WRITTEN EXERCISE: Set out every line of the items below as a JSON list of strings, one string per line, omitting blank lines and the pictures.

Start of DATA FOR THIS TASK

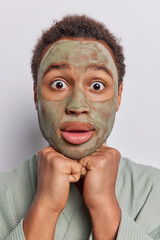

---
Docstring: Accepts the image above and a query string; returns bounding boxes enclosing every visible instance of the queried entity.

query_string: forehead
[40,39,117,83]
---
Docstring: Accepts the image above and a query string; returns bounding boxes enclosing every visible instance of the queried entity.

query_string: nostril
[66,108,89,115]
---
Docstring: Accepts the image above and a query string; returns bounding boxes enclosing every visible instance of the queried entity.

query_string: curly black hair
[31,15,125,85]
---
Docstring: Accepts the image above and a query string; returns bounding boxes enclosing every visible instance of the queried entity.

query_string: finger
[81,167,87,178]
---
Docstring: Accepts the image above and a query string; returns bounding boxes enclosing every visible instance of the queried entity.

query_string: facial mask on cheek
[37,41,118,160]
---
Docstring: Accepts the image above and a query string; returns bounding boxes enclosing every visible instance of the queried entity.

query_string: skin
[36,39,118,160]
[23,39,122,240]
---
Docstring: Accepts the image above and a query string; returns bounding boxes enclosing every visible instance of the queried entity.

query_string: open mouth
[61,122,94,144]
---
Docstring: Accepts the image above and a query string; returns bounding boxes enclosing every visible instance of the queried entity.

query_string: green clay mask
[37,39,118,160]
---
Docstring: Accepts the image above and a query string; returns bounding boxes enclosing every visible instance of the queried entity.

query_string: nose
[66,89,89,115]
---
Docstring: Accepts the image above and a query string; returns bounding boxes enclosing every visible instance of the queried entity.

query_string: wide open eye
[90,82,104,91]
[51,80,67,89]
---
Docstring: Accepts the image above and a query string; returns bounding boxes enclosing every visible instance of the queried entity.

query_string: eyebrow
[43,63,113,77]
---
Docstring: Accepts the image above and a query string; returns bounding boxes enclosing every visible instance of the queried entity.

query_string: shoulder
[116,157,160,218]
[0,155,37,236]
[119,157,160,186]
[0,155,37,193]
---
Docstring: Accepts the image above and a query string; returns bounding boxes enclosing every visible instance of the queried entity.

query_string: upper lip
[60,122,95,132]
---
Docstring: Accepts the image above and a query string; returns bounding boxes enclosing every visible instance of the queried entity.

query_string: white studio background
[0,0,160,172]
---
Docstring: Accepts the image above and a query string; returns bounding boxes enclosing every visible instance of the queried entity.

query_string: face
[36,39,122,160]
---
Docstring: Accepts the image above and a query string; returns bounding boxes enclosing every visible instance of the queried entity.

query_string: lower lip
[61,131,93,144]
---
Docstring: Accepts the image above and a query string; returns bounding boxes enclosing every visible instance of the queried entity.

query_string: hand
[79,145,121,208]
[79,145,121,240]
[34,147,82,213]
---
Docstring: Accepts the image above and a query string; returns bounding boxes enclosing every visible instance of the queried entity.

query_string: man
[0,16,160,240]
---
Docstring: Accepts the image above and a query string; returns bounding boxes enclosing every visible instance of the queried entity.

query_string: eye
[51,80,67,89]
[90,82,104,91]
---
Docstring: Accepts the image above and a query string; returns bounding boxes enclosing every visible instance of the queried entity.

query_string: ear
[33,82,37,110]
[116,83,123,112]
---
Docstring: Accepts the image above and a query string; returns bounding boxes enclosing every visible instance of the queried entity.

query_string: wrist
[89,204,121,240]
[31,199,62,218]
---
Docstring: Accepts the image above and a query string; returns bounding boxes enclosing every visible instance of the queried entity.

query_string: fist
[35,147,82,213]
[79,145,121,209]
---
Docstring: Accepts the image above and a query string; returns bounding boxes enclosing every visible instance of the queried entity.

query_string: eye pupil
[93,83,100,90]
[56,82,63,88]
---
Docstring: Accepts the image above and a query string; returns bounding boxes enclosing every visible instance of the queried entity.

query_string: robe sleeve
[4,219,25,240]
[116,209,153,240]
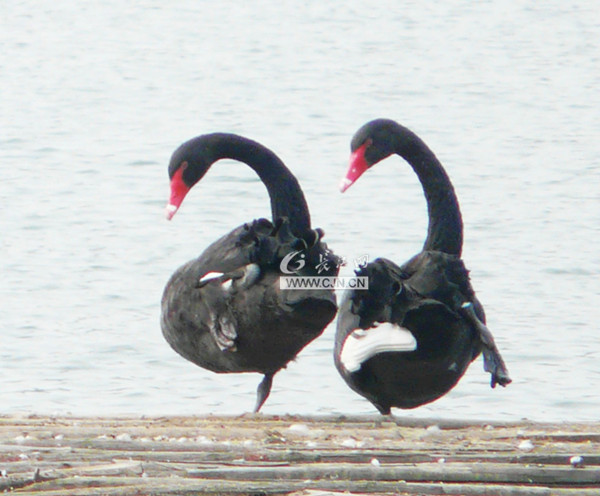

End of DATA FOR THIS TASK

EXERCISE RESPONSE:
[
  "---",
  "Docstring: Accepts the image above and a query string; returns bounding boxes enclosing every visible instance of the queried entity.",
  "query_string: forehead",
  "[40,39,117,83]",
  "---",
  "Docstring: Accepts the image above and a query string; returns bounding boxes enclosing every visible instance of the queried entity.",
  "query_string: nostril",
  "[66,108,89,115]",
  "---",
  "Docstring: Accepts the image above and a query string; returns bounding boxes enclosing every visible instance of the queried entity.",
  "query_string: curly black hair",
  "[31,15,125,85]",
  "---",
  "Docstring: Accepts the image above and a query string; returns bounding boxes enclosing every visible instance of the queried entity.",
  "query_string: finger",
  "[81,167,87,178]",
  "---",
  "Docstring: Accepts the image above and a query string; returns bounding boxes enclosing every visible instance of the queried entity.",
  "query_string: facial mask on cheek",
  "[37,41,118,160]",
  "---",
  "Docstring: Accepts the image above and a query string; returns bounding boxes enclosing every visible instance of the queried entity.",
  "query_string: skin",
  "[36,39,118,160]",
  "[23,39,122,240]",
  "---",
  "Docstring: Accepts the image above and a query string; returns bounding boxes enclosing every visible instance of the queried entity.",
  "query_string: open mouth",
  "[61,122,94,144]",
  "---",
  "Docstring: Accepts the image above and a query string; returns bounding boxes enclosing every visible instance of the queried entity.",
  "query_string: green clay mask",
  "[37,39,118,160]",
  "---",
  "Docstring: Accepts the image above and a query string; returns bounding boxes enclosing every visible instance of the queried entity.",
  "query_string: nose",
  "[66,89,89,115]",
  "---",
  "Docstring: Accepts the image above and a query string; returns bounding boxes enclosing every visible instance of the queried entity.",
  "query_string: wide open eye",
  "[90,82,104,91]",
  "[51,80,67,89]",
  "---",
  "Docstring: Accepts the image above and a query string; returns bounding boxes enclosing every visible instance of the queried entity.",
  "query_string: eyebrow",
  "[43,63,113,77]",
  "---",
  "Docstring: Accepts the image above and a query string; returns bounding boxes enclosing every visible instance of the queried entity.",
  "query_string: shoulder",
  "[116,157,160,218]",
  "[0,155,37,236]",
  "[119,157,160,186]",
  "[0,155,37,193]",
  "---",
  "Docstring: Accepts the image above and a query string; returns bounding boxes enclosing every visible instance of the queried entity.",
  "query_string: upper lip",
  "[60,122,95,132]",
  "---",
  "Docstring: Accepts the image above and a query string; returns bounding boxes enclosing every visible instance of the queried entity.",
  "query_string: white studio background",
  "[0,0,160,172]",
  "---",
  "Docstring: Accepts the image above and a query string; returns bounding boxes enclosing every visible instance of the queried entity.",
  "query_string: face",
  "[36,39,122,160]",
  "---",
  "Docstring: Accepts the image above and a query string; returns bounding boxes enclosing every visible instance of the queried entity.",
  "query_string: lower lip",
  "[61,131,93,144]",
  "---",
  "Docstring: Accepts the image above and a query string; returns bounding boxes enclosing every visible instance of the queried entity.",
  "query_string: hand",
  "[79,145,121,208]",
  "[79,145,121,240]",
  "[34,147,82,213]",
  "---",
  "Docstring: Accepts the image above and a query string; returns bounding boxes enclosing every visible instance of the queried entity.",
  "query_string: man",
  "[0,16,160,240]",
  "---",
  "Docstring: Accepts the image above and a query string; returns bounding boxes enclosing every visible instance of the queried entity.",
  "query_string: eye",
  "[51,80,67,89]",
  "[90,82,104,91]",
  "---",
  "Docstring: Accepts the image above and a query string; returns bounding boxes enclosing every visible instance of the queried entity.",
  "query_string: ear",
  "[33,82,37,110]",
  "[116,83,123,112]",
  "---",
  "Docstring: Accepts the image above and a query string; returns bounding boxes enclosing every visible instance of the queried entity.",
  "query_string: wrist",
  "[89,204,121,240]",
  "[31,199,62,218]",
  "---",
  "Docstring: Accepts the image above and a query string; returns bounding boxes enclosing every visible instance of the queried entity.",
  "query_string: fist",
  "[35,147,82,213]",
  "[79,145,121,209]",
  "---",
  "Docstring: Accepts the image above and a query string; returns bounding boxes enclosing every visible instance of the queried entity.",
  "query_string: eye pupil",
  "[93,83,100,90]",
  "[56,82,63,88]",
  "---",
  "Docstring: Accepts the image above and a query string; returns bounding boxes enclosing every visible instance of the queried entity.",
  "query_string: robe sleeve",
  "[4,219,25,240]",
  "[116,209,153,240]"
]